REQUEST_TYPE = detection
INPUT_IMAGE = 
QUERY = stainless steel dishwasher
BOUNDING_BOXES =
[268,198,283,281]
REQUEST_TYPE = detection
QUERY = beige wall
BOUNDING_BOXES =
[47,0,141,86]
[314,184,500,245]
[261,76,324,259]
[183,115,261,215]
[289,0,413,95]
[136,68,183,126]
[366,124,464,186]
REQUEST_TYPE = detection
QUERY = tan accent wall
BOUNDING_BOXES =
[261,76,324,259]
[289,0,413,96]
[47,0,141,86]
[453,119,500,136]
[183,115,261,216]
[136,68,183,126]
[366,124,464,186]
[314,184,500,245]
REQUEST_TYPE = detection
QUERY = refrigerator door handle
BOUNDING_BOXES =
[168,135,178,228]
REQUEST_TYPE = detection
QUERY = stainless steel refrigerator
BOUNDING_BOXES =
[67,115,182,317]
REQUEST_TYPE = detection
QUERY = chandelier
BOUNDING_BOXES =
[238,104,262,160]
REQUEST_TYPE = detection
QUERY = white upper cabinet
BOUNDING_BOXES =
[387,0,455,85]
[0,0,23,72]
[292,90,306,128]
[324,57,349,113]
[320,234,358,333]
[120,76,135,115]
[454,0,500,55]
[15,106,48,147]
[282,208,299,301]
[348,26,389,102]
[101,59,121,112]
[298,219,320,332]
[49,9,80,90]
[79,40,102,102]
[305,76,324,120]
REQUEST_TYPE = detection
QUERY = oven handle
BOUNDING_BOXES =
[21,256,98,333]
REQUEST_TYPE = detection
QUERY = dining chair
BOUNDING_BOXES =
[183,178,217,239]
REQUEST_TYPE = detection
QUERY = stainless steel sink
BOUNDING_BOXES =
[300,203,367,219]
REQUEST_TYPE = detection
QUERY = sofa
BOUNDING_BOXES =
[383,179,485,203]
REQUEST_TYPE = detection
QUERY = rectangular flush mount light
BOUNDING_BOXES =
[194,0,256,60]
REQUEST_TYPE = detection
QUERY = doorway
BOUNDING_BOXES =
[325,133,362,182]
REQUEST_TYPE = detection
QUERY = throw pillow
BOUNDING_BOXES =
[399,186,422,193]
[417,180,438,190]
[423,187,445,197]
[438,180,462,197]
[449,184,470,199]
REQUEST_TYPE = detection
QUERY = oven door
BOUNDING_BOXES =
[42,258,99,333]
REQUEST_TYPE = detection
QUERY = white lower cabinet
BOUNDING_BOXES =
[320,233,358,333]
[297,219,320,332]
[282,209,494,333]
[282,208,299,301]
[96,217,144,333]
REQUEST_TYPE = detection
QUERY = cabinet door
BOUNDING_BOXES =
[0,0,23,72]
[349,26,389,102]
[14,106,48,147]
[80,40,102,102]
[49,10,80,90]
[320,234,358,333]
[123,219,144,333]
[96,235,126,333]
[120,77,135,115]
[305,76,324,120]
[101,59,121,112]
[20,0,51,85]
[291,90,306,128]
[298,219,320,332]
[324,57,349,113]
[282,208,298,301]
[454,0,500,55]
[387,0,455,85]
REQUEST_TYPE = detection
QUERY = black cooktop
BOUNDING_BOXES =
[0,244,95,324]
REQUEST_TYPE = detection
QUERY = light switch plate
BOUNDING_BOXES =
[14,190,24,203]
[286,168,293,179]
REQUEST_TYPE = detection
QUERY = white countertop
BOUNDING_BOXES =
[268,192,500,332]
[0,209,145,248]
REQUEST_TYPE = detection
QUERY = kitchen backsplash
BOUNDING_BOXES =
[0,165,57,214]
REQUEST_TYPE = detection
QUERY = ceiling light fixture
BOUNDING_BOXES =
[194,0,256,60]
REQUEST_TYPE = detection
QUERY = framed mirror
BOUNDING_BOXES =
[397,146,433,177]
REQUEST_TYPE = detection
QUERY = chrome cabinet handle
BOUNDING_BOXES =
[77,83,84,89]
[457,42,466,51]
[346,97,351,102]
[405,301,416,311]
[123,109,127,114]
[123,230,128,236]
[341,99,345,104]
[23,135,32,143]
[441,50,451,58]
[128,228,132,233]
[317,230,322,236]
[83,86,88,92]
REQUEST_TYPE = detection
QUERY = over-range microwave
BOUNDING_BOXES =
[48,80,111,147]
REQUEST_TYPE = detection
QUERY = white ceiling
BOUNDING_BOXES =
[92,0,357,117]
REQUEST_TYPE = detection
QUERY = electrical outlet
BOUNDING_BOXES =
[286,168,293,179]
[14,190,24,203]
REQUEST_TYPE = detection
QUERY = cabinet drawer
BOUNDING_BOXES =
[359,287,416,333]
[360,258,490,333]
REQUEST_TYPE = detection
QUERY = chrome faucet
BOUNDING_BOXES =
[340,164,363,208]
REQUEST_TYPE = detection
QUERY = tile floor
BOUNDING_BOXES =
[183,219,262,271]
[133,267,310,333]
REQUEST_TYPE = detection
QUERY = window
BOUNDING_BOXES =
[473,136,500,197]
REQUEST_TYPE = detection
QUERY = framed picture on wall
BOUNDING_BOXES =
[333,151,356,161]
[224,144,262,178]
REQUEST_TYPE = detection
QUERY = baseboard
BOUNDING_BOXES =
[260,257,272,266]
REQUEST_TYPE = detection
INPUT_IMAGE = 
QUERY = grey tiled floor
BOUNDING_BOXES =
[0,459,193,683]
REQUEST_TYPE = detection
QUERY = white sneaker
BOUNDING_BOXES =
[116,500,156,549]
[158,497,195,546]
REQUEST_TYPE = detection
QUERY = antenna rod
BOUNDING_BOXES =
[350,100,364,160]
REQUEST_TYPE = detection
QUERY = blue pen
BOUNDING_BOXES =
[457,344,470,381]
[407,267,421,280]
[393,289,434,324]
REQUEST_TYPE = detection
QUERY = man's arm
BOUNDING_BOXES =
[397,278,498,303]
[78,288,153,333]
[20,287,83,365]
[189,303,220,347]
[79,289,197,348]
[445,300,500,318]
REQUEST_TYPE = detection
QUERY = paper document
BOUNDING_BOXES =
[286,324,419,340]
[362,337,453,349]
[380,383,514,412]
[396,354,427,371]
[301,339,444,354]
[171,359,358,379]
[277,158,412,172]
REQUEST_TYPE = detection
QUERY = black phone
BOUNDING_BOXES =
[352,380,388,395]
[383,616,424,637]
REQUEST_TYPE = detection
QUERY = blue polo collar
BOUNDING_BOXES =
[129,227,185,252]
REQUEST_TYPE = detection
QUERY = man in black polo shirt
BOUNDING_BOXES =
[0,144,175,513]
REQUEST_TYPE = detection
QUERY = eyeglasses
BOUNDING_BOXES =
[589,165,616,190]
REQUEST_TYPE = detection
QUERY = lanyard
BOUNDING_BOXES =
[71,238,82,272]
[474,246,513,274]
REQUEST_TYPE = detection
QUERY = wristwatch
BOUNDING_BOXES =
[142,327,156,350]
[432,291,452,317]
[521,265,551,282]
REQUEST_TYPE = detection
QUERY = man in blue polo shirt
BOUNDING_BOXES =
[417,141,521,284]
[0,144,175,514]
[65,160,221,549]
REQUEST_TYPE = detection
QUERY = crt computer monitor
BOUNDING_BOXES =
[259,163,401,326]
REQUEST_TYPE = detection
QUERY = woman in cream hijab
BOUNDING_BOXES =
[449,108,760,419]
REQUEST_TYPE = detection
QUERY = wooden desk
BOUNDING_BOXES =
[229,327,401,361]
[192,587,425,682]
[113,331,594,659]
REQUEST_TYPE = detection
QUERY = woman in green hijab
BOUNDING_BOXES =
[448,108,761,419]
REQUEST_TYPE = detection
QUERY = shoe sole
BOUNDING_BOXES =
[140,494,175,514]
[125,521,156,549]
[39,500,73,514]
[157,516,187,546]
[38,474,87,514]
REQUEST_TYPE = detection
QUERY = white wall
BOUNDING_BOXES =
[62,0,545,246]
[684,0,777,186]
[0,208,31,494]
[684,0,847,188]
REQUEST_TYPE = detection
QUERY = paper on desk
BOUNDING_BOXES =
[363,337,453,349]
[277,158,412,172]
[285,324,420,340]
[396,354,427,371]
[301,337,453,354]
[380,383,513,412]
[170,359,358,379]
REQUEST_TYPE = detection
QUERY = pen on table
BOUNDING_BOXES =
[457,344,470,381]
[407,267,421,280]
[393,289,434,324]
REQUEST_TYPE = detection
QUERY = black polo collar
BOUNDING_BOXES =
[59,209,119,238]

______

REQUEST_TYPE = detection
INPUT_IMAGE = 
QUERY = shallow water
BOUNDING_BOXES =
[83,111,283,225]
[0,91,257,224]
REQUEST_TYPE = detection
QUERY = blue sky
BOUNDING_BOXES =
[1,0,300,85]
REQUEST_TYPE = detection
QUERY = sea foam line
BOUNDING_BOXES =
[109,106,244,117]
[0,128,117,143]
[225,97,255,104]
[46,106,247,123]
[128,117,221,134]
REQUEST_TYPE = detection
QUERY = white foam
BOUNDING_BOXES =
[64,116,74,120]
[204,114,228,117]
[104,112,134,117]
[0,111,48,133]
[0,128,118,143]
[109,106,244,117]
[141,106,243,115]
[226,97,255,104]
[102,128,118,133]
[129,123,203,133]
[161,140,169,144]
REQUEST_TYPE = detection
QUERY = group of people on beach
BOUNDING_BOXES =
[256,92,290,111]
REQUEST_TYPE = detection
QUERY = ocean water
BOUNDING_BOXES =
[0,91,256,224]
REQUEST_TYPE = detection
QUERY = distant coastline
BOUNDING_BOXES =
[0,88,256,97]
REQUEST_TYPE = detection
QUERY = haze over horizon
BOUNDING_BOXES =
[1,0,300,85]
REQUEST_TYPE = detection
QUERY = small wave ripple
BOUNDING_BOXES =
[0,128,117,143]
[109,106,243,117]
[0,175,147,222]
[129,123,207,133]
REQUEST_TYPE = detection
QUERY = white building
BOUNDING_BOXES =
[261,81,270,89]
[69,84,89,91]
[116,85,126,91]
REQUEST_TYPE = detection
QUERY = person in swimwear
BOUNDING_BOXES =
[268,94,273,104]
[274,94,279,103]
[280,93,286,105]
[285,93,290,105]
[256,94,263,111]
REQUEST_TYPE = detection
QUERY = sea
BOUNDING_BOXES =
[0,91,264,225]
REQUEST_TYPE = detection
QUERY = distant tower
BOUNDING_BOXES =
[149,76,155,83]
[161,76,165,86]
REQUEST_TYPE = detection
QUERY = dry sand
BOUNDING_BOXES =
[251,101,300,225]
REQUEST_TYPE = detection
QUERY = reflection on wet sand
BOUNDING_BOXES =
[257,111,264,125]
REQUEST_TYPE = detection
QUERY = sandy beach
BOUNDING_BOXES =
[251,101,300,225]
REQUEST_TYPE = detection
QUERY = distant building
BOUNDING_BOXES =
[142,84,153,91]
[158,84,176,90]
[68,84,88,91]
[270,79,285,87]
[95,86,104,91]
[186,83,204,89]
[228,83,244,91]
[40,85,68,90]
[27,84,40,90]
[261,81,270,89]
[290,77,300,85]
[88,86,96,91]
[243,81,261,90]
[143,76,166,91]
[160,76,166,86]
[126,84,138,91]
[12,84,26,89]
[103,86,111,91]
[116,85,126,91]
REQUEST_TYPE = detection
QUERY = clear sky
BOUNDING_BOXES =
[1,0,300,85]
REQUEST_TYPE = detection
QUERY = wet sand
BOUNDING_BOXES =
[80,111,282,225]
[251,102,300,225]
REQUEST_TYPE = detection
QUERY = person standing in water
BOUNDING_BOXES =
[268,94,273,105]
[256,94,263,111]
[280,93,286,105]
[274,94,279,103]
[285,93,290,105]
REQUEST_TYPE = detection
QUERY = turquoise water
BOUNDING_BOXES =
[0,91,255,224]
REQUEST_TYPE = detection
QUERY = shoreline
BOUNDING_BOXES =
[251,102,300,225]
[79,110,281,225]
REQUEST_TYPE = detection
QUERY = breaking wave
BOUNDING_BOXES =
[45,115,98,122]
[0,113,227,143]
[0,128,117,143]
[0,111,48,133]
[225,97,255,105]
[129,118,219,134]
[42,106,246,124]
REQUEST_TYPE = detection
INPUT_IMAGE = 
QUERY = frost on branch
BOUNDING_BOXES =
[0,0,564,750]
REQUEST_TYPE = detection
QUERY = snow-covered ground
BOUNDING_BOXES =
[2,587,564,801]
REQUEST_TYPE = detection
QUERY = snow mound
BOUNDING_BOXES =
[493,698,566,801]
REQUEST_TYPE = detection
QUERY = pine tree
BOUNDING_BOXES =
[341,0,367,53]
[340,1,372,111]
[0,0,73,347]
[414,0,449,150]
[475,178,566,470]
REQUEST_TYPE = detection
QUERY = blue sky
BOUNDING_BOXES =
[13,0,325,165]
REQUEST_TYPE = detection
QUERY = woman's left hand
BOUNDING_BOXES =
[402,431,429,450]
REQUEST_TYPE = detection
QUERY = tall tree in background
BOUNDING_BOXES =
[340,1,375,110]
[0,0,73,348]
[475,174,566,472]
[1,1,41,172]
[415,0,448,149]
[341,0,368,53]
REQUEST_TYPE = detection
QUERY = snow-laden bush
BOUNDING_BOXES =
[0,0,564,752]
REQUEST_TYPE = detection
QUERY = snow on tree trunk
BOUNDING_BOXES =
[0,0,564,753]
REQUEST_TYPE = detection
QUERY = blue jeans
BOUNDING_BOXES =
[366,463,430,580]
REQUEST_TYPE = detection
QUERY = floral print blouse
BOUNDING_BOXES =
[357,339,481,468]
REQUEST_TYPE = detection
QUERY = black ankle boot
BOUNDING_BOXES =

______

▶ **AIM OF THE TASK**: Take from the listing above each line in which the string "building" is found.

▶ **TASK OUTPUT**:
QUERY = white building
QUERY = distant building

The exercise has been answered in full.